* [WRITTEN EXERCISE]:
Copy out every line of the records below unchanged, leaving out the pictures.
⁂
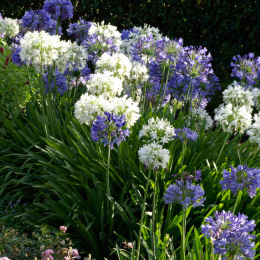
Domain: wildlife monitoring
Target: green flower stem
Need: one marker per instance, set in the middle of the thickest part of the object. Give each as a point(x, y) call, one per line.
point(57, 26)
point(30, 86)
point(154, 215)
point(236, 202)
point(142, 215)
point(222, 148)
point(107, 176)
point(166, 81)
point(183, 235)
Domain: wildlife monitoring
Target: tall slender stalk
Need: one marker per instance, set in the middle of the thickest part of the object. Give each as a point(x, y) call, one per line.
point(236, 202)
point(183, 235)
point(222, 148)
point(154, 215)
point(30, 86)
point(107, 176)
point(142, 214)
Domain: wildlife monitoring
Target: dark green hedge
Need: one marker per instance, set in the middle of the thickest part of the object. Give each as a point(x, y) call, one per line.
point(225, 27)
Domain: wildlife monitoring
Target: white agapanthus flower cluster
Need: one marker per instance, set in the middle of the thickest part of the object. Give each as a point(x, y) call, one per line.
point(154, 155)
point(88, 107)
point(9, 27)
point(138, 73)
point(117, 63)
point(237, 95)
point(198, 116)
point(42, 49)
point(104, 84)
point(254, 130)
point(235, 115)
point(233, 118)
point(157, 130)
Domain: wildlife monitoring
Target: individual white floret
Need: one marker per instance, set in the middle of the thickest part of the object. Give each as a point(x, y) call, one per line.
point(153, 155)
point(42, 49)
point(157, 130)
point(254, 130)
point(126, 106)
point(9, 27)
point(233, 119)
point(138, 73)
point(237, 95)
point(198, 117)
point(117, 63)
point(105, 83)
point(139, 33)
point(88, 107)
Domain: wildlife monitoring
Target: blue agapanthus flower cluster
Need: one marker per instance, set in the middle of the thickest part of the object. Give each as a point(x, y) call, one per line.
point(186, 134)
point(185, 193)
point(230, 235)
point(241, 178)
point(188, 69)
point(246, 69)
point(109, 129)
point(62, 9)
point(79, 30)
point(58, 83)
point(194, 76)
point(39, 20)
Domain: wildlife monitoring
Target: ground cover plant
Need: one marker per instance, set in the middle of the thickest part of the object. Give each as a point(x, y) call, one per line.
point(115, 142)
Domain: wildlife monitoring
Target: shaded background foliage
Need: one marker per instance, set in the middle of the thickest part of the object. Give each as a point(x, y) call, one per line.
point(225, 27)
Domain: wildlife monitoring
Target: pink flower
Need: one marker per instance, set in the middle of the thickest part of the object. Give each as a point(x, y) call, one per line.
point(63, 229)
⁂
* [PROBLEM SOLUTION]:
Domain: wildlife monitoring
Target: green flower stem
Need: one marker per instance, set in the middle of the thickest part of the object. Give each as a point(x, y) call, one per line.
point(57, 26)
point(30, 86)
point(154, 215)
point(236, 202)
point(142, 215)
point(222, 148)
point(107, 176)
point(166, 81)
point(183, 235)
Domain: wildlife monitoring
Target: tall slender stalk
Need: one marker per instance, set in the middle of the thickest part of the object. Give each as a point(x, y) call, one per line.
point(236, 202)
point(183, 235)
point(222, 148)
point(154, 215)
point(30, 86)
point(107, 176)
point(142, 214)
Domain: wildlife monitoring
Target: dark green hedge
Need: one marker per instance, set in the middle of the thickest part of the object. Give each as a point(x, y) call, one per line.
point(225, 27)
Domain: wildlife monitoring
Target: white agapanthus flower cluster
Need: one marker per instance, set in the middle of the thickest part of the object. Give each as a point(x, y) call, one per line.
point(154, 155)
point(88, 107)
point(9, 27)
point(138, 73)
point(117, 63)
point(237, 95)
point(198, 116)
point(42, 49)
point(104, 84)
point(254, 130)
point(235, 115)
point(233, 118)
point(157, 130)
Domain: wildlife monitoring
Target: individual white floret
Need: one marker per instance, set in the middle of the thickest part of the object. Give each as a point(x, y) call, one per line.
point(153, 155)
point(42, 49)
point(157, 130)
point(254, 130)
point(126, 106)
point(9, 27)
point(233, 119)
point(138, 73)
point(237, 95)
point(198, 117)
point(117, 63)
point(105, 83)
point(139, 33)
point(88, 107)
Domain: wildlife monitoring
Target: blue agapanthus flower cluster
Need: one marker per instance, set in the middle of the thickest part of the object. Give each as a point(x, y) call, one per line.
point(186, 134)
point(185, 193)
point(230, 235)
point(241, 178)
point(188, 69)
point(246, 69)
point(109, 129)
point(62, 9)
point(79, 30)
point(58, 83)
point(194, 76)
point(39, 20)
Domain: wildlife monitoring
Target: ground cover plant
Need: one marker per instance, set in the middle of the thickest part of the object. Give each as a point(x, y) call, one per line.
point(115, 142)
Domain: wildlife monitoring
Target: shaded background foliage
Need: one marker per instance, set in the middle of the thickest part of the object. Give each as a point(x, y) call, one per line.
point(225, 27)
Domain: wildlife monitoring
Target: pink flower
Need: one marker per instance, set in the middle of the thickest part of the object. Give each as a point(x, y) call, one per line.
point(63, 229)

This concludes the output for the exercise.